====== INPUT DATA ======

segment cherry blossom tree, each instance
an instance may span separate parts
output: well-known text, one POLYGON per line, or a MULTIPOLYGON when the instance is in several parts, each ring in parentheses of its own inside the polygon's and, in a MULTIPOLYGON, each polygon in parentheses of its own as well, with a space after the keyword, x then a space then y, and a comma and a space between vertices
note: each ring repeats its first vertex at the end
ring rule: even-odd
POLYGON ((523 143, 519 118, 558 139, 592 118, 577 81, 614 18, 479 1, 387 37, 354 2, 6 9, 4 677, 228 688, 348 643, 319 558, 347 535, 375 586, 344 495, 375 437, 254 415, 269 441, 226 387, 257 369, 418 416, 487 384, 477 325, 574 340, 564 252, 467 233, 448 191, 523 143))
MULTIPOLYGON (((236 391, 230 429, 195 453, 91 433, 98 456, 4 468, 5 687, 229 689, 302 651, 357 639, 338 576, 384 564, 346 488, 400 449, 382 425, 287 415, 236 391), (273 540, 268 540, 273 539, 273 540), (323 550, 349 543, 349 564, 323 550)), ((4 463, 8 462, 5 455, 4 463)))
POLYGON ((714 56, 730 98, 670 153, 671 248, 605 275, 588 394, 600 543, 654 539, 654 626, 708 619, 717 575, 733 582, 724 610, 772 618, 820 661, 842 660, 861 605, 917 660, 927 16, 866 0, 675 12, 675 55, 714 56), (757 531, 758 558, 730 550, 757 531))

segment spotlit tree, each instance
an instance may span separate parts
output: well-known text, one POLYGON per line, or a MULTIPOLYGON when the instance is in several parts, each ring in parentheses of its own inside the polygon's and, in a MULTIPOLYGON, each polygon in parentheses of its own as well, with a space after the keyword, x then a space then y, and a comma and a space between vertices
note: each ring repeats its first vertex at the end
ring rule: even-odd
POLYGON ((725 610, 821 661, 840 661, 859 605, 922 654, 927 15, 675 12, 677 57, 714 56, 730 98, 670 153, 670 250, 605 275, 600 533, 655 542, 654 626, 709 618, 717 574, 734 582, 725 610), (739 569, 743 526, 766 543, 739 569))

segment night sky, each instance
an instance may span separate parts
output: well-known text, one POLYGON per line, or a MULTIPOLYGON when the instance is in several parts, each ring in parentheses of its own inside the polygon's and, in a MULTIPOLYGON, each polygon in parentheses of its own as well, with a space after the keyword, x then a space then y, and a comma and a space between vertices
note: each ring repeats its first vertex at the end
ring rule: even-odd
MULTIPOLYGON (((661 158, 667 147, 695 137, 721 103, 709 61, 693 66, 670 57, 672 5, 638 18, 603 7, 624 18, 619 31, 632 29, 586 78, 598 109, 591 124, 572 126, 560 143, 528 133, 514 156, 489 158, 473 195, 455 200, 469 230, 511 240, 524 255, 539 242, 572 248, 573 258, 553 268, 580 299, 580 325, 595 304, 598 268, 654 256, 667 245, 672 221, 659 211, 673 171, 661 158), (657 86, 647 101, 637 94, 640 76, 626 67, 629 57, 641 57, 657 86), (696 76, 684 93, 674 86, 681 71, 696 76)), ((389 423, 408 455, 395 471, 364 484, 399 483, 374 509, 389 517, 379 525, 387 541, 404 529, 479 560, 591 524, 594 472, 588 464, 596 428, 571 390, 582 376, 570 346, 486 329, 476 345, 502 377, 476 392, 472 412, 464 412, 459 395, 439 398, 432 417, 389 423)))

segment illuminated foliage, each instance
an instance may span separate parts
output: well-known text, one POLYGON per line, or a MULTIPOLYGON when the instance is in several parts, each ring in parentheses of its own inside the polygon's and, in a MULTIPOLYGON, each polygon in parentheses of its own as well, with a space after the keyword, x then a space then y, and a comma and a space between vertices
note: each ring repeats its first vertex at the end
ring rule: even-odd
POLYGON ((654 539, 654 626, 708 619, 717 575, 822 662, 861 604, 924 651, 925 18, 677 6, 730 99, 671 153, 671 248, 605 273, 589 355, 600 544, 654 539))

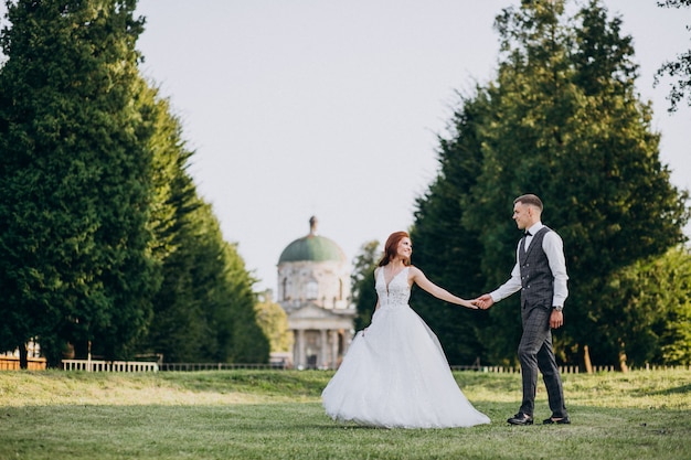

======

#### [PROBLEM STATEMENT]
Starting at the beginning of the records and going on through the line with "MULTIPOLYGON (((236 391, 230", update those lines by replacing "cherry blossom tree" with "flowering cherry tree". Give only those lines, with everything else unchanged.

#### [ANSWER TO THIS EXERCISE]
segment flowering cherry tree, each instance
an instance may span separate parts
output: well-known text, one POLYGON per line, or a MULTIPOLYGON when the instance is in several parts, each ring in parentheses of its own inside the polygon's and, in a MULTIPOLYGON, each polygon in parentheses of its own as well, with a space after the keyword, x then a space then y, and a comma and a space between vertices
note: each ring repeats its first vertex at the end
ring rule: even-odd
POLYGON ((523 143, 519 118, 558 139, 592 118, 577 81, 614 18, 479 1, 387 37, 354 2, 6 9, 4 677, 228 688, 348 643, 319 558, 347 535, 375 586, 344 495, 375 437, 254 415, 269 441, 226 387, 257 369, 418 416, 487 384, 477 325, 574 340, 564 252, 467 233, 448 191, 523 143))
MULTIPOLYGON (((236 391, 230 429, 195 453, 91 433, 98 456, 4 468, 5 687, 229 689, 302 651, 357 639, 338 576, 384 564, 346 488, 400 449, 382 425, 287 415, 236 391), (273 540, 268 540, 273 539, 273 540), (323 550, 349 543, 349 564, 323 550)), ((4 463, 8 462, 5 455, 4 463)))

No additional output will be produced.